● Text segment
====

In the 1970s, this technology was developed further in the Hidden Markov Modeling (HMM) approach to speech recognition invented by Lenny Baum of Princeton University, along with members of the ARPA Speech Understanding Research project. This study added a significant piece to the speech recognition field by recognizing that the objective of electronic speech is the understanding of speech rather than just the recognition of words. Most of the speech recognition companies, including IBM, Philips, AT&T and Dragon Systems, eventually adopted this mathematical pattern-matching strategy.
DARPA was, like ARPA, a network that predated the Internet, and also worked on advancing speech recognition in its establishment of the Speech Understanding Research (SUR) program. The goal of this program was to discover a computer system that could understand speech. Lawrence Roberts, who initiated the program, developed the largest speech recognition project ever founded. SUR project groups were established at a number of locations, including MIT, CMU and SRI.
At the same time, two other initiatives were going on. IBM and AT&T Bell Laboratories were each taking their research in voice recognition in different directions. IBM’s Fred Jelinek concentrated his team’s efforts on creating a voice activated typewriter (VAT) that could translate a spoken sentence into typing on paper. This system was called Tangora, and the typewriter had to be trained for an individual person’s voice. Each speaker had to individually train the typewriter to recognize his or her voice. This kind of speech recognition was called transcription.

====

● Data section

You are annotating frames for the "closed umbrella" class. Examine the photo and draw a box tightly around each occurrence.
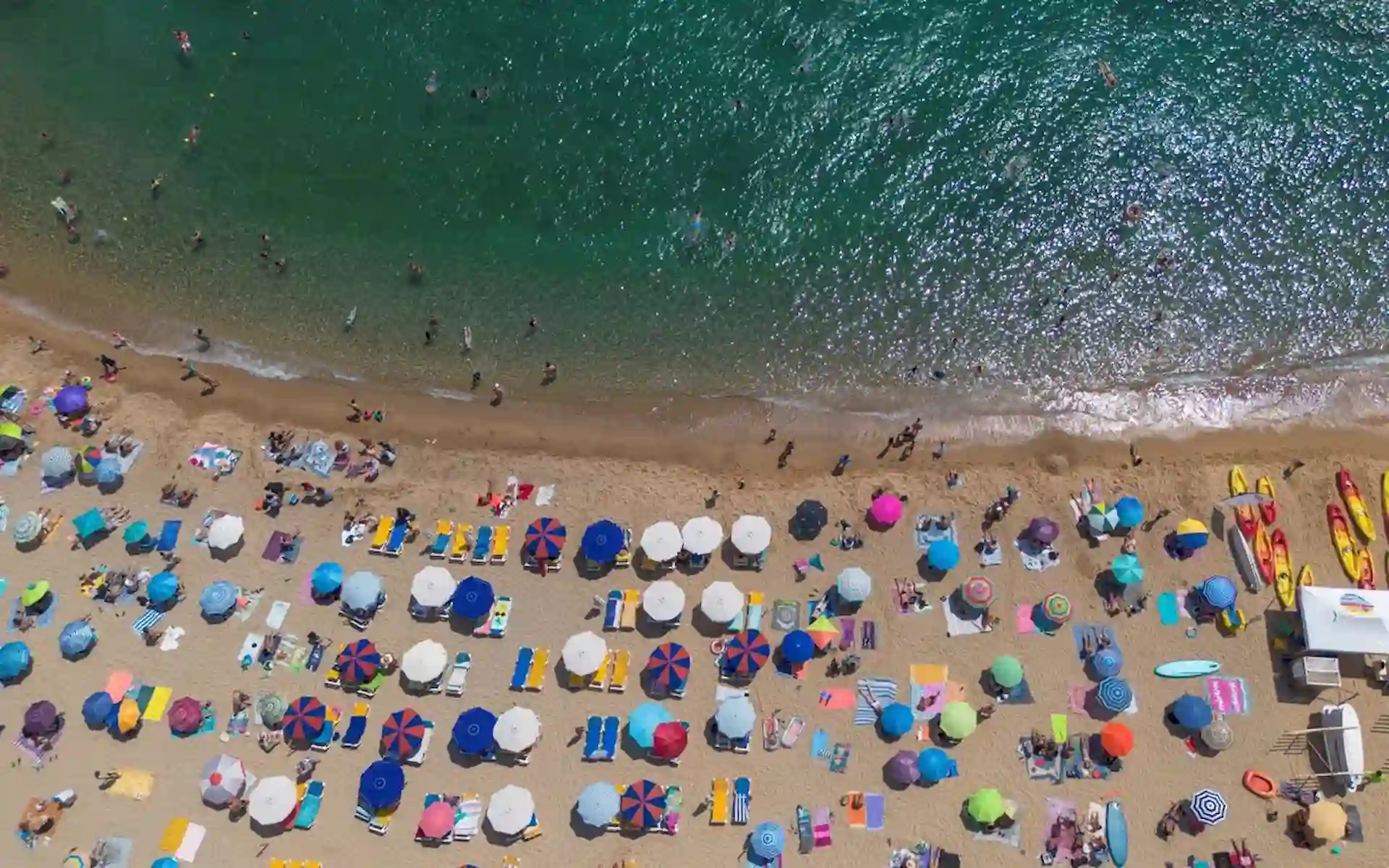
[729,515,773,556]
[642,521,685,561]
[642,579,685,624]
[681,515,723,554]
[560,631,607,678]
[488,785,535,835]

====

● Activity
Copy the text on the history of speech recognition from "DARPA was, like" to "CMU and SRI.", substituting "initiative" for "program" throughout.

● Result for this task
DARPA was, like ARPA, a network that predated the Internet, and also worked on advancing speech recognition in its establishment of the Speech Understanding Research (SUR) initiative. The goal of this initiative was to discover a computer system that could understand speech. Lawrence Roberts, who initiated the initiative, developed the largest speech recognition project ever founded. SUR project groups were established at a number of locations, including MIT, CMU and SRI.